SUPPLIED TEXT
☆ ☆ ☆ ☆

# Westgate Town Center



## tyH (Apr 1, 2007)

Hi All, 
We'll be at Westgate Town Center from April 15-22nd. Looking at the web site this resort looks very large with several timeshares and a hotel all on one property. Has anyone stayed here lately?
My certificate from II says we are in Unit S2B. Does anyone know where this unit is located? Is it close to the pool or activity center?
How close is it to SeaWorld? We have been to Disney (2000), stayed on site and loved it. Did ALL the Disney parks and nothing else in Orlando. Stayed at Orange Lake CC in 2004 and did Universal/IOA and Magic Kingdom. This time we're going to SeaWorld. I got one day tickets (2nd day free) at the "Be a kid again" promo. Adult ticket at kid prices. Will 2 days be enough time to do SeaWorld? We also have tickets to see "Sussical the Musical" at the Orlando Rep. Theatre and tickets to the Orlando Science Center. The only Disney we will be doing is Disney Quest and lunch at Rainforest Cafe and some shopping. If you have tickets to Disney Quest do you have to pay extra to get into DownTown Disney? Have I booked to much? My DH says I never leave enough DOWN time. Oh, one more question. Has anyone been to JT's Sports Bar and Family Restaurant at 8553 West Irlo Bronson Hwy.?  It states they have a big arcade for the kids. How's the food? How close is it to the resort?
 TIA!
Sandy


----------



## Transit (Apr 1, 2007)

I haven't been to this particular Westgate but if its like the others it will be a nice resort.Don't take the T/S tour as many have reported it is aggravating.2 days at seaworld will cover it.Downtown Dsney is free to walk around so is the parking you only pay for what you do there.DH is probably right there is never enough down time in Orlando...Have fun


----------



## frenchieinme (Apr 1, 2007)

If you stayed at OLCC then you will know where Westgate Town Center is located.  WTC is located almost in the middle (distance wise) between Disney's rte 192 (Irlo Bronson) entarnce and OLCC.  Both OLCC & the entrance are on the easterly side of Irlo Bronson whereas WTC is on the westerly side.

WTC is a nice place.  I believe you said tou had unit 52 which means it is on the 5th floor unit # 2.  WTC has high rises.  The Westgate Villas will be behind you down the raod about 1/2 mile +/- on Wilson Rd I believe.

You are somewhat of a distance from Seaworld.  You will need to get on Irlo Bronson and get on I-4 and take Seaworld's exit which is # 71, Central Florida Parkway.

frenchieinme


----------



## tyH (Apr 6, 2007)

My certificate says S2b not 52b does anyone know where this is in the resort?? TIA,
sandy


----------



## dougp26364 (Apr 8, 2007)

tyH said:


> My certificate says S2b not 52b does anyone know where this is in the resort?? TIA,
> sandy




S2B is just a code for the type of unit you have. I have "unit S1B" at Westgates Branson Woods resort. All I can tell you is that the 2 probably stands for 2 bedroom/2 bath as we have a 1 bedroom/1 bath unit ourselves. 

I've only spent one vacation with Westgate and it was at WTC in 2000. I think they only had two buildings completed at that time and none of the pools for WTC. We used the pools at the Villa's which is also on this property.

☆ ☆ ☆ ☆

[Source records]
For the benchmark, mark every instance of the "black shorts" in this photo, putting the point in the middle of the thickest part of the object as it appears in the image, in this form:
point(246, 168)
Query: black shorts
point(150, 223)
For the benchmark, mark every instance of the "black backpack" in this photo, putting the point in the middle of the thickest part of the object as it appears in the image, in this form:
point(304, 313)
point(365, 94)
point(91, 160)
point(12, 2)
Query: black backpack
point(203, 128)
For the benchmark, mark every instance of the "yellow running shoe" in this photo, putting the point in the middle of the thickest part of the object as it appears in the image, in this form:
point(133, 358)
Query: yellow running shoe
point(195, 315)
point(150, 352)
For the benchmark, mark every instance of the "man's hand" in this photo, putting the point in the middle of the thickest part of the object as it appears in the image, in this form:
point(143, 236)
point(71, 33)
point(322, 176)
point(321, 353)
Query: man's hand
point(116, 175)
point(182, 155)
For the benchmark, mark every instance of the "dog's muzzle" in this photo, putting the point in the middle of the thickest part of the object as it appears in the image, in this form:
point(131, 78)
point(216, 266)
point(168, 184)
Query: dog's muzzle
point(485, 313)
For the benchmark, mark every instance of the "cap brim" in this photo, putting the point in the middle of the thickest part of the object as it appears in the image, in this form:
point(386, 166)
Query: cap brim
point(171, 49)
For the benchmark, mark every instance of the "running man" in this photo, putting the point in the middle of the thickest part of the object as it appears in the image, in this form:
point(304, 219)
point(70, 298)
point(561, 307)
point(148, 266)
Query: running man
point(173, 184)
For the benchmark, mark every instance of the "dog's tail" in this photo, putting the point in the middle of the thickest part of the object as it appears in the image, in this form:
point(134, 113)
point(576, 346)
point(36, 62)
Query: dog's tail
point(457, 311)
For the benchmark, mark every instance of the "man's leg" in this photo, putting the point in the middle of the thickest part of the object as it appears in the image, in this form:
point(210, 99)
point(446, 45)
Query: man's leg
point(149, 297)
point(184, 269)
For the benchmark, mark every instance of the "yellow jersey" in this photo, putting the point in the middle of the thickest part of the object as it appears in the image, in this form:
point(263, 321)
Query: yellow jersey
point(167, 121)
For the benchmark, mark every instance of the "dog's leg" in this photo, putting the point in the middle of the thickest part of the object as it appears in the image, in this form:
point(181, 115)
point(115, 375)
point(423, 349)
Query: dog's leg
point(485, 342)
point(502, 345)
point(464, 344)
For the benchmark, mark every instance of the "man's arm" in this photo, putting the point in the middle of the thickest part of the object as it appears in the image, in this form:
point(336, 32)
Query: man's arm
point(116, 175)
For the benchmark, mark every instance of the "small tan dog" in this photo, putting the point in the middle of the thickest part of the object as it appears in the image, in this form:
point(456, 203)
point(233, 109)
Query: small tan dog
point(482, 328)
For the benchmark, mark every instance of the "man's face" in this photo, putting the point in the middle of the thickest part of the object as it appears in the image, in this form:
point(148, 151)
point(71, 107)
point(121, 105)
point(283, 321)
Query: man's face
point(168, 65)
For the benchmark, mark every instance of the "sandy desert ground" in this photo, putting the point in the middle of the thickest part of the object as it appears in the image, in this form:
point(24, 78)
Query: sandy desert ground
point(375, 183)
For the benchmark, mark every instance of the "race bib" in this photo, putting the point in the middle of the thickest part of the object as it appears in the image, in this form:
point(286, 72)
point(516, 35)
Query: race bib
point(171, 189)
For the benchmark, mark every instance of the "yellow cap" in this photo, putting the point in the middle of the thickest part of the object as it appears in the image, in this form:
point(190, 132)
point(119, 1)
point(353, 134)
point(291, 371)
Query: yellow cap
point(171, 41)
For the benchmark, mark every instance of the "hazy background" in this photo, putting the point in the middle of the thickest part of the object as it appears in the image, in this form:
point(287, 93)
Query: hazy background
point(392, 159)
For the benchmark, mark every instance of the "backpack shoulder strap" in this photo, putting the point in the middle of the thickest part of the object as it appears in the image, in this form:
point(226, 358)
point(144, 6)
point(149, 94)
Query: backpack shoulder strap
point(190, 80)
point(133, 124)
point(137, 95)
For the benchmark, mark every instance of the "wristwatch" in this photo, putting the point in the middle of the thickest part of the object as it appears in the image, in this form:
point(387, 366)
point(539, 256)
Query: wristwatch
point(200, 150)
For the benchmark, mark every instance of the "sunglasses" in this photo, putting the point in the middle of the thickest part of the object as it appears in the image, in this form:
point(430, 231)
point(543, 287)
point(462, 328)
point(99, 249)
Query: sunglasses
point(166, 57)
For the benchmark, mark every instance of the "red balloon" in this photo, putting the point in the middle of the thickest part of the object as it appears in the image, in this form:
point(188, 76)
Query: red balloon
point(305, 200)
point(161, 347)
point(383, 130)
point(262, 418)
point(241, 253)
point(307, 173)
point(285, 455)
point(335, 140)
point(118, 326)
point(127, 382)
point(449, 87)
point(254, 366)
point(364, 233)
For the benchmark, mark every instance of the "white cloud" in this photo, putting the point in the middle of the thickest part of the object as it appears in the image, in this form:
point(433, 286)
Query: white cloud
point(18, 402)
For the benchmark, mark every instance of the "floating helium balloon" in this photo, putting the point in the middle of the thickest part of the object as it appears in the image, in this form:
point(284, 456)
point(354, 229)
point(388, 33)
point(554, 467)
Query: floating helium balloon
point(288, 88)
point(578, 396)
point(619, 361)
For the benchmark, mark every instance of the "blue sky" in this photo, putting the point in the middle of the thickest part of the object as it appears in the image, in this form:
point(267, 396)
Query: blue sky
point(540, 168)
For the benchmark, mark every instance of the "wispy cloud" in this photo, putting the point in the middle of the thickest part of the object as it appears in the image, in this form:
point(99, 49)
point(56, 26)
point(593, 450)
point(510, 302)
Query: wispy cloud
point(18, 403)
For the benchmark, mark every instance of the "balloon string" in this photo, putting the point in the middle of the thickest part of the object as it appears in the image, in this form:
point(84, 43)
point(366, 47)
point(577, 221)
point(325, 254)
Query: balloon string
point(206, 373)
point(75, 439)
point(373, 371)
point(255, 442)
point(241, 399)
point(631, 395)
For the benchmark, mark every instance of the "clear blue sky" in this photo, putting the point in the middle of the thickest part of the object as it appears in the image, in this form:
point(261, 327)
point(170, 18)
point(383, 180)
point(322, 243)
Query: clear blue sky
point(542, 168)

☆ ☆ ☆ ☆

PARTS OF THE EXERCISE
(a) Condense the paragraph of the Westgate Town Center thread that begins "If you stayed at OLCC" into a short bulleted list that keeps its main facts.
(b) Output the part of the listing that opens with its first line and closes with the line containing "point(171, 49)".

ANSWERS TO THE PROBLEMS
(a)
- Anyone who has stayed at OLCC will already know where Westgate Town Center is.
- By distance, WTC sits roughly midway between Disney's Route 192 (Irlo Bronson) entrance and OLCC.
- OLCC and the Disney entrance are on the easterly side of Irlo Bronson.
- WTC is on the westerly side.

(b)
For the benchmark, mark every instance of the "black shorts" in this photo, putting the point in the middle of the thickest part of the object as it appears in the image, in this form:
point(246, 168)
Query: black shorts
point(150, 223)
For the benchmark, mark every instance of the "black backpack" in this photo, putting the point in the middle of the thickest part of the object as it appears in the image, in this form:
point(304, 313)
point(365, 94)
point(91, 160)
point(12, 2)
Query: black backpack
point(203, 128)
For the benchmark, mark every instance of the "yellow running shoe" in this photo, putting the point in the middle of the thickest part of the object as it appears in the image, in this form:
point(133, 358)
Query: yellow running shoe
point(195, 315)
point(150, 352)
For the benchmark, mark every instance of the "man's hand" in this photo, putting the point in the middle of the thickest part of the object as it appears in the image, in this form:
point(143, 236)
point(71, 33)
point(322, 176)
point(321, 353)
Query: man's hand
point(116, 175)
point(182, 155)
For the benchmark, mark every instance of the "dog's muzzle" in this photo, putting the point in the middle of the thickest part of the object as it appears in the image, in this form:
point(131, 78)
point(216, 266)
point(168, 184)
Query: dog's muzzle
point(485, 313)
For the benchmark, mark every instance of the "cap brim" in this photo, putting the point in the middle of the thickest part of the object as it appears in the image, in this form:
point(386, 166)
Query: cap brim
point(171, 49)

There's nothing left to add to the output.